Dataset records about object locations:
<<<<
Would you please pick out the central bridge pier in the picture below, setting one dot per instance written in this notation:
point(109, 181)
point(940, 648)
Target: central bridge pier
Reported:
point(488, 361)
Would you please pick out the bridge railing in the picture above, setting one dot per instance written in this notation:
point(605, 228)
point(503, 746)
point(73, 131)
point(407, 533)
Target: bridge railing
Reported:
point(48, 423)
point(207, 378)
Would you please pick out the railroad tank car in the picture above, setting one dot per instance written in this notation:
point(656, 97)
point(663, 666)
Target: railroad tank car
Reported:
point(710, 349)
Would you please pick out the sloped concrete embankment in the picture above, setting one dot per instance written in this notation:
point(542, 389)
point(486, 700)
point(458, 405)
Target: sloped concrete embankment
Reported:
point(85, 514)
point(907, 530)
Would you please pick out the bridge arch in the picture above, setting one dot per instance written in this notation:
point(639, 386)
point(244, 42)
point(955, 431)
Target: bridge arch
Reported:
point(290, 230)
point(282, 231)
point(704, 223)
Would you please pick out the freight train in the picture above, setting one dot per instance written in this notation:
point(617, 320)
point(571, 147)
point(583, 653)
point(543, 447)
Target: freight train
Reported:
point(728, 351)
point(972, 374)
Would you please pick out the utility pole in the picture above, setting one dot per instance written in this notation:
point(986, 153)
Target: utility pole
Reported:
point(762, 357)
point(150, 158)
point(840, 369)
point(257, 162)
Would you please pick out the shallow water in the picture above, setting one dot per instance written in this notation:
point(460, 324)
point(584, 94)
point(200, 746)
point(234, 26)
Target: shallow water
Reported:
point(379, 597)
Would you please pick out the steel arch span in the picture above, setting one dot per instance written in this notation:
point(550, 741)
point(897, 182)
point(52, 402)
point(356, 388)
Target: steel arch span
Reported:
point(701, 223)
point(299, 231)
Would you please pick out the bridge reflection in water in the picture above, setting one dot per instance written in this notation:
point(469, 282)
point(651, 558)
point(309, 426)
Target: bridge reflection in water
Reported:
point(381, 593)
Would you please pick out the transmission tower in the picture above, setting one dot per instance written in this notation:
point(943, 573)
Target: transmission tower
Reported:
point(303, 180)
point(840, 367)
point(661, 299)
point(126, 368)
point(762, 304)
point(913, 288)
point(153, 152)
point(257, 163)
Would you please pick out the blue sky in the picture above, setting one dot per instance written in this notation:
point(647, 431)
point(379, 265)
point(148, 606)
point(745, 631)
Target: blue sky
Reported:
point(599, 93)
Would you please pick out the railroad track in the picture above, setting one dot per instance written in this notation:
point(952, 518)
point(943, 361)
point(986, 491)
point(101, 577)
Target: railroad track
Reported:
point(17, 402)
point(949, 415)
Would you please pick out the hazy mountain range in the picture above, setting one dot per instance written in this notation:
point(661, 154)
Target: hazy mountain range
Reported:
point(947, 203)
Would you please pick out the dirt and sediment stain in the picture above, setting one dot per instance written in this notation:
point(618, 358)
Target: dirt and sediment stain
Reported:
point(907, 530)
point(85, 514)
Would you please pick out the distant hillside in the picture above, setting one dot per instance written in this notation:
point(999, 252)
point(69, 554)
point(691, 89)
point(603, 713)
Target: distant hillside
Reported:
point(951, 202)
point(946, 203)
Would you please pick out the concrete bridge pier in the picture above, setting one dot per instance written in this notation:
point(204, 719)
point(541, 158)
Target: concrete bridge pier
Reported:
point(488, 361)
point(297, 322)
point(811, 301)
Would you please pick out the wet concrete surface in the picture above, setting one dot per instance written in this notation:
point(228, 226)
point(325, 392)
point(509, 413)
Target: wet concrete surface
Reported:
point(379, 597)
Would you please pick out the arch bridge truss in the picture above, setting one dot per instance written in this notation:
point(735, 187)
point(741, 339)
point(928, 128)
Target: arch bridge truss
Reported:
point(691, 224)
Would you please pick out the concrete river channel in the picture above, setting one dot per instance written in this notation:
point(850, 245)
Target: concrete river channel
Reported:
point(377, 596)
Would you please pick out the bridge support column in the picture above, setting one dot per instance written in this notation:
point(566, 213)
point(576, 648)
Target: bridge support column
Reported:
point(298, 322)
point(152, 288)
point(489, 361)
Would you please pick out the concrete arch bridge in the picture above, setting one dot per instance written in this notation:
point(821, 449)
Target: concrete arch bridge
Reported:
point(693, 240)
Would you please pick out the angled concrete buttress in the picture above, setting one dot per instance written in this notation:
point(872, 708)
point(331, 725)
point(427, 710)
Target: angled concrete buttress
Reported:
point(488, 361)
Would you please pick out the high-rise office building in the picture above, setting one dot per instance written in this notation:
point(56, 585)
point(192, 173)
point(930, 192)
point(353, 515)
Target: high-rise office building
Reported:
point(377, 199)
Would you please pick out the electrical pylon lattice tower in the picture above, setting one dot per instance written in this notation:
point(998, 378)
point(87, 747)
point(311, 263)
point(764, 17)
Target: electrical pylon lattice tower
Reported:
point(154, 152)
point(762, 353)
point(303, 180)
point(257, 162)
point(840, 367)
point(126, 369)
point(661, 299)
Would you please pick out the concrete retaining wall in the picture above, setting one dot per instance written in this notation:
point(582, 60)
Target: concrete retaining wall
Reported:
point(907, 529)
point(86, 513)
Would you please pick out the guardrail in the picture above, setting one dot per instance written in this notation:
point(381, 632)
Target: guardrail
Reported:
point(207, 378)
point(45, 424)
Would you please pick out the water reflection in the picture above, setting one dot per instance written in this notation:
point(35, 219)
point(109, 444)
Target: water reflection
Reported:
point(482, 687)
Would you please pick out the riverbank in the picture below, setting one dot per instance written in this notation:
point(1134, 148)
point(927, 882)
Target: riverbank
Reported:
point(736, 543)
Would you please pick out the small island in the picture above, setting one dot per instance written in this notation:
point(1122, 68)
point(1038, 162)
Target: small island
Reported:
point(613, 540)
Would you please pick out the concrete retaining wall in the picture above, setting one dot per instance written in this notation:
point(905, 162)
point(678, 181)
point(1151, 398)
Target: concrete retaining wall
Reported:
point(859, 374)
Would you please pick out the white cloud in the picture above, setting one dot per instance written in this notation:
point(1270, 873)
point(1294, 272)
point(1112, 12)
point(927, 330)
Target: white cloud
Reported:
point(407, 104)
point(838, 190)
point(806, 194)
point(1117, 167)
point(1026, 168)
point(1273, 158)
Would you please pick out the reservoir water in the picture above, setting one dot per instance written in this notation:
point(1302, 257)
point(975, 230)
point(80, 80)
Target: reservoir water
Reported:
>>>>
WORK TO BE COMPLETED
All of the entries should be written out again exactly.

FINAL ANSWER
Would you please pick out the central bridge pier in the picture below, setting one dot per instance written in this notation:
point(109, 181)
point(940, 648)
Target: central bridge pier
Reported:
point(488, 361)
Would you please pick out the bridge railing in the picture above, setting one dot per instance written in this notation:
point(605, 228)
point(503, 746)
point(73, 131)
point(407, 533)
Target: bridge railing
Reported:
point(48, 423)
point(207, 378)
Would you please pick out the railroad tank car in the picture above, setting one dot per instance written in this notation:
point(656, 97)
point(663, 666)
Target: railroad tank car
Reported:
point(710, 349)
Would you please pick out the sloped concrete embankment in the picture above, setting one dot per instance written in this notation:
point(542, 389)
point(486, 700)
point(458, 405)
Target: sloped concrete embankment
Reported:
point(85, 514)
point(907, 530)
Would you please pick out the bridge arch in the picture above, setting one dot per instance written in this notation:
point(639, 386)
point(244, 42)
point(955, 431)
Target: bridge arch
Reported:
point(290, 230)
point(282, 231)
point(704, 223)
Would you please pick out the freight train in the picture above, setting one dot per instance written in this notation:
point(617, 320)
point(571, 147)
point(583, 653)
point(543, 447)
Target: freight train
Reported:
point(728, 351)
point(972, 374)
Would you please pick out the utility pole in the picture above, setting one dot per instance written in this notation:
point(986, 153)
Target: utility pole
Reported:
point(762, 357)
point(150, 158)
point(840, 369)
point(257, 162)
Would you please pick out the shallow water in the picture above, setting one dot per instance written in this notation:
point(460, 324)
point(584, 94)
point(200, 746)
point(234, 26)
Target: shallow water
Reported:
point(379, 597)
Would you please pick out the steel arch span in the picture above, setting one dot per instance written in this notation:
point(550, 741)
point(897, 182)
point(52, 402)
point(356, 388)
Target: steel arch span
Reported:
point(701, 223)
point(299, 231)
Would you please pick out the bridge reflection in water in the picture above, setting one dot per instance written in this notation:
point(469, 282)
point(651, 558)
point(309, 426)
Target: bridge reflection in water
Reported:
point(381, 593)
Would you please pick out the transmission tower in the picture above, setting one dot per instance written in this notation:
point(943, 573)
Target: transmission tower
Reported:
point(303, 180)
point(840, 367)
point(661, 299)
point(126, 368)
point(762, 304)
point(913, 288)
point(153, 152)
point(257, 163)
Would you please pick out the blue sky in the picture above, setting one dot per instance written in this notation:
point(647, 431)
point(379, 265)
point(148, 606)
point(745, 631)
Target: blue sky
Reported:
point(599, 93)
Would you please pick out the railroad track in the picture above, setting one dot per instance written in this notation:
point(952, 518)
point(943, 361)
point(986, 491)
point(101, 577)
Target: railroad track
Reported:
point(17, 402)
point(949, 415)
Would you please pick out the hazy mountain range in the picture above, setting one dot per instance written in this notation:
point(661, 154)
Target: hazy mountain range
Reported:
point(947, 203)
Would you please pick out the dirt and sediment stain in the picture above, setting one dot per instance written in this notation:
point(618, 358)
Target: dirt and sediment stain
Reported:
point(907, 530)
point(85, 514)
Would you please pick out the distant hillside in the picture above, setting one dot per instance written in this notation:
point(999, 252)
point(69, 554)
point(691, 89)
point(603, 713)
Target: distant hillside
Reported:
point(951, 202)
point(946, 203)
Would you please pick out the concrete bridge pier in the picture above, setting one dot per instance written in this notation:
point(204, 719)
point(541, 158)
Target: concrete bridge pier
Reported:
point(488, 361)
point(297, 322)
point(811, 301)
Would you please pick out the wet concrete surface in the picture above, setting one dot per instance written in this notation:
point(228, 226)
point(325, 392)
point(509, 413)
Target: wet concrete surface
Reported:
point(379, 597)
Would you please pick out the arch bridge truss in the picture above, setting one dot per instance written in this notation:
point(735, 187)
point(741, 339)
point(928, 128)
Target: arch bridge truss
Reported:
point(691, 224)
Would you please pick out the concrete river channel in the picture above, setting one dot per instance written in this notation:
point(850, 245)
Target: concrete river channel
Reported:
point(377, 596)
Would you please pick out the bridge support column in the picture above, setting one dot per instance written in this notation:
point(566, 213)
point(576, 648)
Target: bridge support column
Reported:
point(298, 322)
point(152, 288)
point(489, 361)
Would you please pick out the concrete arch bridge in the picture above, setting one dot per instance written in this notation:
point(821, 449)
Target: concrete arch bridge
Reported:
point(693, 240)
Would you please pick out the angled concrete buttress in the picture above, setting one dot per instance written in this notation:
point(872, 708)
point(331, 725)
point(427, 710)
Target: angled concrete buttress
Reported:
point(488, 361)
Would you please pick out the high-rise office building in the picture above, setting one dot per instance written in this notation:
point(56, 585)
point(192, 173)
point(930, 192)
point(353, 515)
Target: high-rise office building
Reported:
point(377, 199)
Would you please pick out the electrical pylon lattice tower in the picture above, setting one dot per instance written in this notation:
point(998, 378)
point(87, 747)
point(311, 263)
point(764, 17)
Target: electrical pylon lattice tower
Reported:
point(154, 152)
point(762, 353)
point(303, 180)
point(257, 162)
point(840, 367)
point(126, 369)
point(661, 299)
Would you please pick out the concrete retaining wall in the picture above, setting one dot per instance written in this notation:
point(582, 60)
Target: concrete retaining wall
Reported:
point(907, 529)
point(86, 513)
Would you please pick out the guardrail in the picture above, setting one dot per instance written in this notation:
point(381, 632)
Target: guardrail
Reported:
point(207, 378)
point(45, 424)
Would you please pick out the water reflection in the picture above, setting one dot per instance written in this notation:
point(35, 219)
point(109, 444)
Target: water reflection
Reported:
point(482, 687)
Would you please pick out the riverbank in the picture below, setting one dot per instance written in this notation:
point(1134, 148)
point(927, 882)
Target: riverbank
Reported:
point(736, 543)
Would you please pick out the small island in the picture above, setting one dot per instance written in this notation:
point(1122, 68)
point(1038, 162)
Target: small island
Reported:
point(613, 540)
Would you please pick out the concrete retaining wall in the picture above, setting one dot per instance written in this notation:
point(905, 162)
point(678, 181)
point(1151, 398)
Target: concrete retaining wall
Reported:
point(859, 374)
Would you please pick out the white cloud in the picture above, setting one dot per instance written in this notation:
point(1270, 873)
point(1294, 272)
point(1112, 12)
point(927, 330)
Target: white cloud
Reported:
point(407, 104)
point(838, 190)
point(806, 194)
point(1117, 167)
point(1026, 168)
point(1273, 158)
Would you please pick out the reservoir water in the picture above, setting one dot per instance written in this notation:
point(1302, 257)
point(975, 230)
point(80, 80)
Target: reservoir water
Reported:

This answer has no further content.